[Exercise requirements] Every record below is to be retyped exactly.

[Data to process]
— begin —

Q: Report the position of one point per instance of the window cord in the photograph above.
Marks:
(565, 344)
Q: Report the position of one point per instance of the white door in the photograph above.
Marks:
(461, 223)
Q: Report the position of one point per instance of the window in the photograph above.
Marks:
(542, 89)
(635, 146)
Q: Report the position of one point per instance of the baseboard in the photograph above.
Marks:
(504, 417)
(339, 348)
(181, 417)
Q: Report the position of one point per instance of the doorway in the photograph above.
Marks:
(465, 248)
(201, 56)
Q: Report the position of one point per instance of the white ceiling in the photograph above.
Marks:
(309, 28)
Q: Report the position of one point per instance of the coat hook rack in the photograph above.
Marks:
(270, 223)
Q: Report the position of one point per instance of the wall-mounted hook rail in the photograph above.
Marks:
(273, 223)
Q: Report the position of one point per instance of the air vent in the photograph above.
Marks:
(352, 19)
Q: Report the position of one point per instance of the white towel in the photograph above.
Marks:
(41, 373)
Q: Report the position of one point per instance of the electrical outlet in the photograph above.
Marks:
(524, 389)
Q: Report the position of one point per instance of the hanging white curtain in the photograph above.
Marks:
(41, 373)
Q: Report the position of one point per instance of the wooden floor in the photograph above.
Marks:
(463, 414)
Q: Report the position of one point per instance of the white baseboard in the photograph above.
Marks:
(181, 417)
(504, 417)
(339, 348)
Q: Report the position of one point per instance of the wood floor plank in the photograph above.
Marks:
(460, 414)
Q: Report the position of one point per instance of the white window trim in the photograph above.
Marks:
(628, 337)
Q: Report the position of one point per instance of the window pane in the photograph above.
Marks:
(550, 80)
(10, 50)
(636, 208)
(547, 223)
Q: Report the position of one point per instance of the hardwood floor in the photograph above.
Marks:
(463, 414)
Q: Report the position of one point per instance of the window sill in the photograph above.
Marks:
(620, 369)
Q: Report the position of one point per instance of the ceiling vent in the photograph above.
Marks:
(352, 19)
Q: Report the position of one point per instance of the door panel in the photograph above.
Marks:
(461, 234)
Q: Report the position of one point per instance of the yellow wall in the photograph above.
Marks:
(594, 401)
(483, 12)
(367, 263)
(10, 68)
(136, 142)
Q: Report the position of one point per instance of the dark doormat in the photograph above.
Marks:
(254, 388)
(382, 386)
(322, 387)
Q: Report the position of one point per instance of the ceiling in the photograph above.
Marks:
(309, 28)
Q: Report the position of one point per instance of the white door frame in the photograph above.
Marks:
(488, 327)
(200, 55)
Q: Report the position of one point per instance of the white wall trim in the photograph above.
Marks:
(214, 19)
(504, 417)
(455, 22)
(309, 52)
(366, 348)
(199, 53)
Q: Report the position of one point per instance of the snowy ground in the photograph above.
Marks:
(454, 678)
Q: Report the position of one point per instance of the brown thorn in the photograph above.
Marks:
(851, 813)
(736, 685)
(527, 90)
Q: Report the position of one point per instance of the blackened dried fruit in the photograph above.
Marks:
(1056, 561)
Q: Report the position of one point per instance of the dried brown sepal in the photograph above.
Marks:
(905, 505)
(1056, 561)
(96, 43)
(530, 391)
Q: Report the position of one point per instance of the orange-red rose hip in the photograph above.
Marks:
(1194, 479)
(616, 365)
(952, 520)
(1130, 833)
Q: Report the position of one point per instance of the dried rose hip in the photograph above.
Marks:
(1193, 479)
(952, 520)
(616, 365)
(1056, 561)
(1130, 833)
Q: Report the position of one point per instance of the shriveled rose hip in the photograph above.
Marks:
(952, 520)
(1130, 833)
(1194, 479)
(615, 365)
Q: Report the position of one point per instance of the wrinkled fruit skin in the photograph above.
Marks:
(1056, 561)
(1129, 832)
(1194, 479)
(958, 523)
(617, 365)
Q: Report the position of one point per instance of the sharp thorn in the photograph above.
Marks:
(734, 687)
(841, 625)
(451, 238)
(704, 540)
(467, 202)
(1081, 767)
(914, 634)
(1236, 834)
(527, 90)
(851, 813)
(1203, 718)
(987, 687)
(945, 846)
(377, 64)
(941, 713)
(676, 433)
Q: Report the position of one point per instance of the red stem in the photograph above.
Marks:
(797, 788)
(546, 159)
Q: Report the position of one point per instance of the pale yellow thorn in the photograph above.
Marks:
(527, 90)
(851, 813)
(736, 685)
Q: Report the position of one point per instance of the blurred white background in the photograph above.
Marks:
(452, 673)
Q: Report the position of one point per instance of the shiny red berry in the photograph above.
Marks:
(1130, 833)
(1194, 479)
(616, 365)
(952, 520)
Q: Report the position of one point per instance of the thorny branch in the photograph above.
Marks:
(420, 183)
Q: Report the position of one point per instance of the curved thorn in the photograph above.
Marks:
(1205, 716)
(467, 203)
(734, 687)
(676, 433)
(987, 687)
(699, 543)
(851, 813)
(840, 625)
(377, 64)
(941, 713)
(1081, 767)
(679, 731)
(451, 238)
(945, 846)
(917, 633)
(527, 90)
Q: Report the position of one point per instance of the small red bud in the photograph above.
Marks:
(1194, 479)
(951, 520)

— end —

[Answer to this task]
Q: Report the position of one point per instance of the window cord in the photograph above.
Marks:
(565, 344)
Q: Report the position of one point per instance of the white door in the photograph above.
Marks:
(461, 223)
Q: Report the position of one point per instance of the window in the photograph above.
Marks:
(542, 89)
(635, 146)
Q: Report the position of one point per instance of the baseboard in the photograph above.
Marks:
(504, 417)
(339, 348)
(181, 417)
Q: Report the position of one point per instance of the doorway in the photograph above.
Marks:
(465, 248)
(201, 56)
Q: Report the position of one point per instance of the white ceiling in the photograph above.
Marks:
(309, 28)
Q: Report the position of one point per instance of the coat hook rack in the photograph above.
Marks:
(270, 223)
Q: Report the position of one point per instance of the wall-mounted hook rail in the photograph above.
Marks:
(273, 223)
Q: Report the position of one point per instance of the air vent in the photograph above.
Marks:
(352, 19)
Q: Report the position of one point per instance of the white towel in the photograph above.
Marks:
(41, 373)
Q: Report the position of one point per instance of the electrical outlet in the photograph above.
Marks:
(524, 389)
Q: Report the position of one point per instance of the hanging white curtain in the photograph above.
Marks:
(41, 373)
Q: Report the position of one point per instance of the wooden floor in the photograph above.
Marks:
(463, 414)
Q: Report the position of one point per instance of the white baseboard in the photograph above.
Marks:
(181, 417)
(504, 417)
(339, 348)
Q: Report the position of one point per instance of the wood floor plank in the photograph above.
Marks:
(460, 414)
Q: Report the position of one point per instance of the white window trim in the photograph above.
Marks:
(628, 337)
Q: Report the position of one point per instance of the window pane in the photograph above.
Marks:
(550, 80)
(10, 50)
(636, 208)
(547, 223)
Q: Report the position of one point per instance of the hardwood floor in the photograph above.
Marks:
(463, 414)
Q: Report the position of one point per instance of the window sill in the photograph above.
Marks:
(620, 369)
Q: Report the position of one point per instance of the ceiling vent in the photograph above.
Marks:
(352, 19)
Q: Report the position of one point per instance of the door panel in the photograph above.
Marks:
(461, 234)
Q: Report the position of one point per instance of the yellow wall in the photograph above.
Marks:
(594, 401)
(483, 12)
(367, 263)
(10, 68)
(136, 142)
Q: Report the position of one point per instance of the dark doormat in the photograph above.
Marks:
(254, 388)
(382, 386)
(322, 387)
Q: Report the position of one point per instance of the ceiling in the photograph above.
Marks:
(309, 28)
Q: Report the position of one point per instance of the white door frame in the photograph above.
Marks:
(488, 327)
(200, 55)
Q: Report the position of one point per instance of the white wall trim in the photograph above.
Marks:
(214, 19)
(504, 417)
(455, 22)
(309, 52)
(366, 348)
(199, 53)
Q: Report the position of one point per instance of the snowy ground in the photograph above.
Marks:
(454, 678)
Q: Report the position of one point per instance of the brown thorn in the photograph above.
Marks:
(851, 813)
(736, 685)
(527, 90)
Q: Report the position of one point per instance of the blackened dried fruit in the photograph above.
Marks:
(1056, 561)
Q: Report the position of one point per instance of the dried brown sepal in the photograph above.
Marks:
(905, 505)
(1056, 561)
(96, 43)
(530, 391)
Q: Report the position of one point per instance of the orange-red rose hip in the photograph above.
Marks:
(1194, 479)
(616, 365)
(952, 520)
(1130, 833)
Q: Report the position of one point per instance of the dried rose hip in the photograph above.
Marks:
(1193, 479)
(952, 520)
(616, 365)
(1056, 561)
(1130, 833)
Q: Report the position of one point per instance of the shriveled rose hip in the photograph above.
Marks:
(952, 520)
(1130, 833)
(1194, 479)
(615, 365)
Q: Report the position of one point per instance of the wrinkled fruit skin in the photograph above.
Marks:
(1056, 561)
(1129, 832)
(1194, 479)
(958, 523)
(617, 365)
Q: Report the position of one point per instance of the sharp thorn in the photograph above.
Marks:
(734, 687)
(841, 625)
(451, 238)
(704, 540)
(467, 202)
(1081, 767)
(914, 634)
(1236, 834)
(527, 90)
(851, 813)
(1203, 718)
(987, 687)
(945, 846)
(377, 64)
(941, 713)
(676, 433)
Q: Report the position of one point per instance of the red stem in the photograph above.
Marks:
(797, 788)
(546, 159)
Q: Report the position of one point per instance of the pale yellow thorn in the photograph above.
Marks:
(527, 90)
(851, 813)
(736, 685)
Q: Report the position of one point per instance of the blurred white background in the photograph above.
Marks:
(452, 673)
Q: Report the position of one point per instance of the shiny red berry in the photograph above.
Marks:
(1130, 833)
(1194, 479)
(616, 365)
(952, 520)
Q: Report the position of one point per instance of the thorny branch in the photograph above.
Marks:
(420, 183)
Q: Report the position of one point per instance of the curved thorn in the photograph above.
Marks:
(1205, 716)
(467, 203)
(734, 687)
(676, 433)
(987, 687)
(699, 543)
(851, 813)
(840, 625)
(377, 64)
(941, 713)
(1081, 767)
(679, 731)
(451, 238)
(945, 846)
(917, 633)
(527, 90)
Q: Report the position of one point per instance of the small red bud in the photograph above.
Marks:
(1194, 479)
(951, 520)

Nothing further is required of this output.